Text section: Begin
The Taiwanese girlfriend waiting for her red-haired lover to return 
     The preservation of the history of imperialism and colonization in Taiwan is imperative to give inquisitive youth an understanding of the current phony two-party neo-liberalism, despite the attempts of revisionist history the KMT Chinese want to revert to.
      Would China protect Taiwan from further abuse or has Western propaganda done damage so deeply to Taiwanese culture that the people would go against their cultural identity and language cohorts to fraternalize with the enemy? 

Aboriginal activists pan May Chin

Aboriginal activists pan May Chin

By Abraham Gerber  /  Staff reporter

Assembly of the Atayal Nation Secretary-General Utux Lbak, fourth right, and representatives of other Aboriginal group speak at a news conference in Taipei yesterday.

Photo: Chien Jung-fong, Taipei Times

Non-Partisan Solidarity Union Legislator May Chin’s (高金素梅) attendance of a military parade in Beijing was panned by Aboriginal representatives yesterday.
“She can only represent her personal ethnicity or political identity — not all of Taiwan’s Aborigines,” Assembly of the Atayal Nation Secretary-General Utux Lbak said. “Whether you look at the matter from the perspective of culture, language, history or archeology, the vast majority of Taiwan’s Aborigines have absolutely no connection with China.”
Text section: End
Data shown: Begin
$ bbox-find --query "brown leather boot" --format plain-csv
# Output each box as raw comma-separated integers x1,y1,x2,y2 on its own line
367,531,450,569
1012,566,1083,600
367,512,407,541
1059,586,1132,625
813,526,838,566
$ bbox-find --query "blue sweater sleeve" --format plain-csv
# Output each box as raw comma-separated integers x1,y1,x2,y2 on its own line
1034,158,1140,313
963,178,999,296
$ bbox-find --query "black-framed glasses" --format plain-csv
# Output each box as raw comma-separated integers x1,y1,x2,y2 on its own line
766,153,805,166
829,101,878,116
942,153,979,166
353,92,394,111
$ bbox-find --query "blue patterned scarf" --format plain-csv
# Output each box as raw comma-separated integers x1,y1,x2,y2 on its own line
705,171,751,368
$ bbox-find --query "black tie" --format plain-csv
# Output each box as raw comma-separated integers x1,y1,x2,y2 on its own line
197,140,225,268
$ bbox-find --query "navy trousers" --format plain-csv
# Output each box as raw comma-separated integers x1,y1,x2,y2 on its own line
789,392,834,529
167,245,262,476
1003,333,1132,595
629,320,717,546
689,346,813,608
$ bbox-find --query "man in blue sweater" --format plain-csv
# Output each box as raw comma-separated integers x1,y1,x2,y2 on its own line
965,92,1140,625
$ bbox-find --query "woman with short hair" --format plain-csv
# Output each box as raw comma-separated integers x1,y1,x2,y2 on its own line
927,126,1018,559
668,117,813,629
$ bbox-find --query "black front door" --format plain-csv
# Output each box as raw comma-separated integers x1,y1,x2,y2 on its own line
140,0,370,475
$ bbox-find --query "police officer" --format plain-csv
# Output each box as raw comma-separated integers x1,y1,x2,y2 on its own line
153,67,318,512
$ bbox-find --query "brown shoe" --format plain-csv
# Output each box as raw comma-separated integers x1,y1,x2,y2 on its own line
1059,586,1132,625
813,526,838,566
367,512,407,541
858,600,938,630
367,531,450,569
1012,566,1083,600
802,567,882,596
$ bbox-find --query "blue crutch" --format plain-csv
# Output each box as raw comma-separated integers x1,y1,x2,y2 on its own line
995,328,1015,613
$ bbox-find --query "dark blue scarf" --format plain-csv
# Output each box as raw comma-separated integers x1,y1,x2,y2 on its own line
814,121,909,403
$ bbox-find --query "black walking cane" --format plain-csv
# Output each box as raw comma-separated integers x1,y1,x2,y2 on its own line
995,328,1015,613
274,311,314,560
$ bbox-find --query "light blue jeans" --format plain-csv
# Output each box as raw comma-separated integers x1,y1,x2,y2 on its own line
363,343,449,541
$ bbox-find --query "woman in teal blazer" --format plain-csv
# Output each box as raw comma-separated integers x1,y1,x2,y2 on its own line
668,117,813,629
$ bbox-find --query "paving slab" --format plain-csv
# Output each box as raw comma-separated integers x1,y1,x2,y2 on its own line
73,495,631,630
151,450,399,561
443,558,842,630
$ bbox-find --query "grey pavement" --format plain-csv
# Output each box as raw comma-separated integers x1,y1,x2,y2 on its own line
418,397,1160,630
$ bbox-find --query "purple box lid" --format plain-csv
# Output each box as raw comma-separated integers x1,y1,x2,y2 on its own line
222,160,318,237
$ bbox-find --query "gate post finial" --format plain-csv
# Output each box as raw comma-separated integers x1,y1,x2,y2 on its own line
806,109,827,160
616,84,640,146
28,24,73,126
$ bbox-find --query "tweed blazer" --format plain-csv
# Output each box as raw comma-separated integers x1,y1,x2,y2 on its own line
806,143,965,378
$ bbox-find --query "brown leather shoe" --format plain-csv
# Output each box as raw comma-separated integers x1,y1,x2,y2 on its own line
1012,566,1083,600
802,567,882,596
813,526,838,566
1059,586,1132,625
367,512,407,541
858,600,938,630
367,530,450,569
Data shown: End
Task 1: From the text about May Chin, pull out the passage starting at "By Abraham Gerber" and ending at "in Taipei yesterday.".
Task 2: In the text about May Chin, what position does Utux Lbak hold?
Task 3: Render this sentence from the text about May Chin in Spanish: "Non-Partisan Solidarity Union Legislator May Chin’s (高金素梅) attendance of a military parade in Beijing was panned by Aboriginal representatives yesterday."

Exercise response 1:
By Abraham Gerber  /  Staff reporter

Assembly of the Atayal Nation Secretary-General Utux Lbak, fourth right, and representatives of other Aboriginal group speak at a news conference in Taipei yesterday.

Exercise response 2: Secretary-General of the Assembly of the Atayal Nation

Exercise response 3: La asistencia de la legisladora de la Unión Solidaria No Partidista May Chin (高金素梅) a un desfile militar en Pekín fue criticada ayer por representantes aborígenes.